Document segment:

--------------------------------

American poet (1828–1904)

Jeremiah Eames Rankin (January 2, 1828 – November 28, 1904) was an abolitionist, champion of the temperance movement, minister of Washington D.C.'s First Congregational Church, and correspondent with Frederick Douglass. In 1890 he was appointed sixth president of Howard University in Washington, D.C. Howard's Andrew Rankin Memorial Chapel was built during Jeremiah Rankin's tenure as president (1890–1903) and named after his brother. Rankin is best known as author of the hymns "God Be with You 'Til we Meet Again" and "Tell It to Jesus". In 1903 Rankin published a fictional journal of Esther Burr (Jonathan Edwards's daughter and mother of the third vice president of the United States, Aaron Burr).

--------------------------------

Dataset entries:

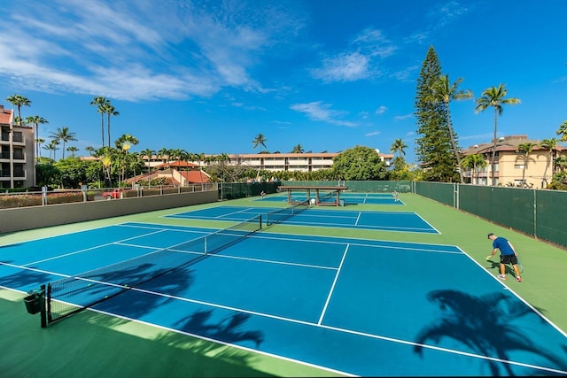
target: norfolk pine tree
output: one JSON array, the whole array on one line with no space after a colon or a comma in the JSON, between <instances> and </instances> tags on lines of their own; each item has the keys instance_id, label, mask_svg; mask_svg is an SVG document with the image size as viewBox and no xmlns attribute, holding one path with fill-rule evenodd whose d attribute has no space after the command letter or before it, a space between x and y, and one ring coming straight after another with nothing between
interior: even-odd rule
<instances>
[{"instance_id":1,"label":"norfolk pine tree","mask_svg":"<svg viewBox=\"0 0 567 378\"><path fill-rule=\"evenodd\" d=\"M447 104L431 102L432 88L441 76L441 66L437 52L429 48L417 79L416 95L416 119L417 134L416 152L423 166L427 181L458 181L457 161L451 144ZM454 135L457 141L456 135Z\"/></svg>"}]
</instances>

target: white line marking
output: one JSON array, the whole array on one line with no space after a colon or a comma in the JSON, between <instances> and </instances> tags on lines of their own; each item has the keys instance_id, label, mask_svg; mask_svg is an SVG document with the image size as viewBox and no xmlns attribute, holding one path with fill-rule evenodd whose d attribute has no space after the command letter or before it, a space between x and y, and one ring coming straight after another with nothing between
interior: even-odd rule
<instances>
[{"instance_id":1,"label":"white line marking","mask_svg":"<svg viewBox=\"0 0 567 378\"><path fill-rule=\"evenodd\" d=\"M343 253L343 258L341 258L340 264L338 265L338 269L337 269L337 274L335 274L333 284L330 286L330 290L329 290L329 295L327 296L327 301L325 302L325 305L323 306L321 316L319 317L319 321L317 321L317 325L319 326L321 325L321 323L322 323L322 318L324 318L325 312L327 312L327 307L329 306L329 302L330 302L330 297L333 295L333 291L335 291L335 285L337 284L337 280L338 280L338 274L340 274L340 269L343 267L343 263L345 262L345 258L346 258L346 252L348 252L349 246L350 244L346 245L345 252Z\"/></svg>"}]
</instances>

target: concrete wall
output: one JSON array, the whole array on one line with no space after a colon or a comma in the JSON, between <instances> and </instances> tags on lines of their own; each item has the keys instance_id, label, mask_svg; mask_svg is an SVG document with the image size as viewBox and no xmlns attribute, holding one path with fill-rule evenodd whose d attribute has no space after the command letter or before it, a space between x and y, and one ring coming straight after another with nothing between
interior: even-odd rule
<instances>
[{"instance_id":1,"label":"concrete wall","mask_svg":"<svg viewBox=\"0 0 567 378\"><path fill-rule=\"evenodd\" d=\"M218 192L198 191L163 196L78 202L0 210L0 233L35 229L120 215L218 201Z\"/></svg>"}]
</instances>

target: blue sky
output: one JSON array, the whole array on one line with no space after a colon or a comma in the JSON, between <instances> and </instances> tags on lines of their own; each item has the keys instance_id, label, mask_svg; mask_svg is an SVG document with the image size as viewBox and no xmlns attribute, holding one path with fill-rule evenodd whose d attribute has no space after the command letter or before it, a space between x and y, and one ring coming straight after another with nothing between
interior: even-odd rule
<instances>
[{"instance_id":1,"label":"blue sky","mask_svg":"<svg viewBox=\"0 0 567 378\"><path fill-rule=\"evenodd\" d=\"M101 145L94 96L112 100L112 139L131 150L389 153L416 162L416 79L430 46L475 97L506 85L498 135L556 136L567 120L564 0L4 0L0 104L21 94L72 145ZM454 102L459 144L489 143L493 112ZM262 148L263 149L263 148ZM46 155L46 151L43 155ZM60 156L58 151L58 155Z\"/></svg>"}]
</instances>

--------------------------------

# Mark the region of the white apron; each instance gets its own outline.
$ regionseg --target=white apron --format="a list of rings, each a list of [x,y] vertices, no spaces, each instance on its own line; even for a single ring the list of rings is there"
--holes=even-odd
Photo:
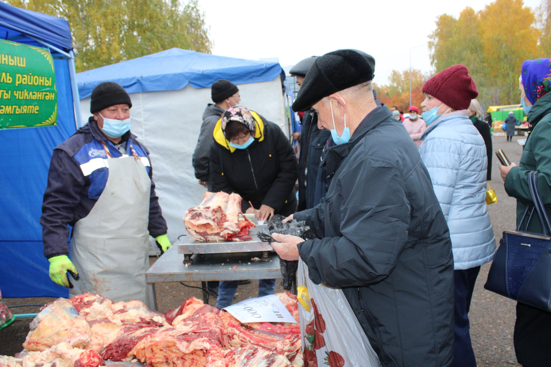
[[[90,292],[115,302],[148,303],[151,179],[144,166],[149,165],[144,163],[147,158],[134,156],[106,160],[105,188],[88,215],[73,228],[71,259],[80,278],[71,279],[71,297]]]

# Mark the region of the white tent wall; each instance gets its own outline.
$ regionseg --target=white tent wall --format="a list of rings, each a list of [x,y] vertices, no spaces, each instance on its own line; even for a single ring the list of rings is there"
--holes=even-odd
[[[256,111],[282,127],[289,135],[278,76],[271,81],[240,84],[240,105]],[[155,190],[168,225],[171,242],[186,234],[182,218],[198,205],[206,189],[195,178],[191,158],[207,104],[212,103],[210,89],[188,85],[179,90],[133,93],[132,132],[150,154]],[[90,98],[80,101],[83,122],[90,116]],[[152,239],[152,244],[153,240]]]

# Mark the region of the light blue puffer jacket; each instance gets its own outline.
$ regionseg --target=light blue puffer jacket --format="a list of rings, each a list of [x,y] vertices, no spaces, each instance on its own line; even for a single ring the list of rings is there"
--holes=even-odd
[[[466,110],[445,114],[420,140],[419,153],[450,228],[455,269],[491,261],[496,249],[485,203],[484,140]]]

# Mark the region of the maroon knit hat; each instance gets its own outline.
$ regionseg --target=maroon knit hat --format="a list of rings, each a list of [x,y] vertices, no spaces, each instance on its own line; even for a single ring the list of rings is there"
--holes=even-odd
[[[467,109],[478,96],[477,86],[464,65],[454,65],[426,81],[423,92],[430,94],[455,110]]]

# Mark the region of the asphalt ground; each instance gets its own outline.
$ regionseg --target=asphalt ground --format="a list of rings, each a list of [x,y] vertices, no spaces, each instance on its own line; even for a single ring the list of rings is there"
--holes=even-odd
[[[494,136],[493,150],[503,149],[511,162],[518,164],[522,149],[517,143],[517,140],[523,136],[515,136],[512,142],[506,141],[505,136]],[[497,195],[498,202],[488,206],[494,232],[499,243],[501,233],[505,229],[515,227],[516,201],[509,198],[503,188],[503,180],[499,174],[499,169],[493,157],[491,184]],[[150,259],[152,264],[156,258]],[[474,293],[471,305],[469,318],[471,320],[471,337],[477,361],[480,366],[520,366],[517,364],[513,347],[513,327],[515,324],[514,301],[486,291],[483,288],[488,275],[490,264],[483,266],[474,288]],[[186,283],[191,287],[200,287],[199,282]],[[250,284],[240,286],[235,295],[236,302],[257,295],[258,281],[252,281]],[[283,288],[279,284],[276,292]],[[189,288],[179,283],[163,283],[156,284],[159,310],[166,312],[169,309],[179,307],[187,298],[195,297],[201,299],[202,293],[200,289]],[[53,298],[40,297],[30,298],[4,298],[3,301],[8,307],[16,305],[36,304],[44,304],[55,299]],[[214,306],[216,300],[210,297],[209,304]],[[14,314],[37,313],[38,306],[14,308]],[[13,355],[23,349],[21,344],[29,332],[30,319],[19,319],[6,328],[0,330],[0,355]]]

--------------------------------

Required actions:
(1) In the passage on Jeremiah Eames Rankin, what are the roles or descriptions in the first sentence that follow his name and dates? List each one.
(2) According to the passage on Jeremiah Eames Rankin, in what year was he appointed sixth president of Howard University?
(3) Resume the passage about Jeremiah Eames Rankin, starting right after its final sentence.

Exercise answers:
(1)
- Abolitionist
- Champion of the temperance movement
- Minister of Washington D.C.'s First Congregational Church
- Correspondent with Frederick Douglass

(2) 1890

(3)
Rankin was born in Thornton, New Hampshire, and graduated from Middlebury College in 1848. After completing his seminary studies at Andover Theological Seminary in 1854, he served as pastor of Presbyterian and Congregational churches in New York, Vermont, Lowell, Massachusetts, Charlestown, Massachusetts, Orange, New Jersey, and Washington, D.C. He was awarded a doctorate from Middlebury College in 1869. From 1870 on he was closely associated with Howard University, as trustee, professor of homiletics and pastoral theology, and president. He served twice as delegate to general conferences of the Methodist Episcopal Church, and once to the Congregational Union of England and Wales.

In 1869 Rankin became pastor of Washington's First Congregational Church. This appointment followed a split in the church over the issue of race. Those who remained with the church felt that he was prepared to lead the church in a properly unbiased direction. While pastor of the First Congregational Church (1869–84), Rankin's sermons were popular with Vice President Henry Wilson and numerous members of the United States Congress. Two sermons were published and circulated throughout the country ("The Bible, the Security of American Institutions" and "The Divinity of the Ballot"). Among Rankin's congregation were Frederick Douglass, John Mercer Langston, Blanche Kelso Bruce, James Monroe Gregory, and William T. Mitchell and their families.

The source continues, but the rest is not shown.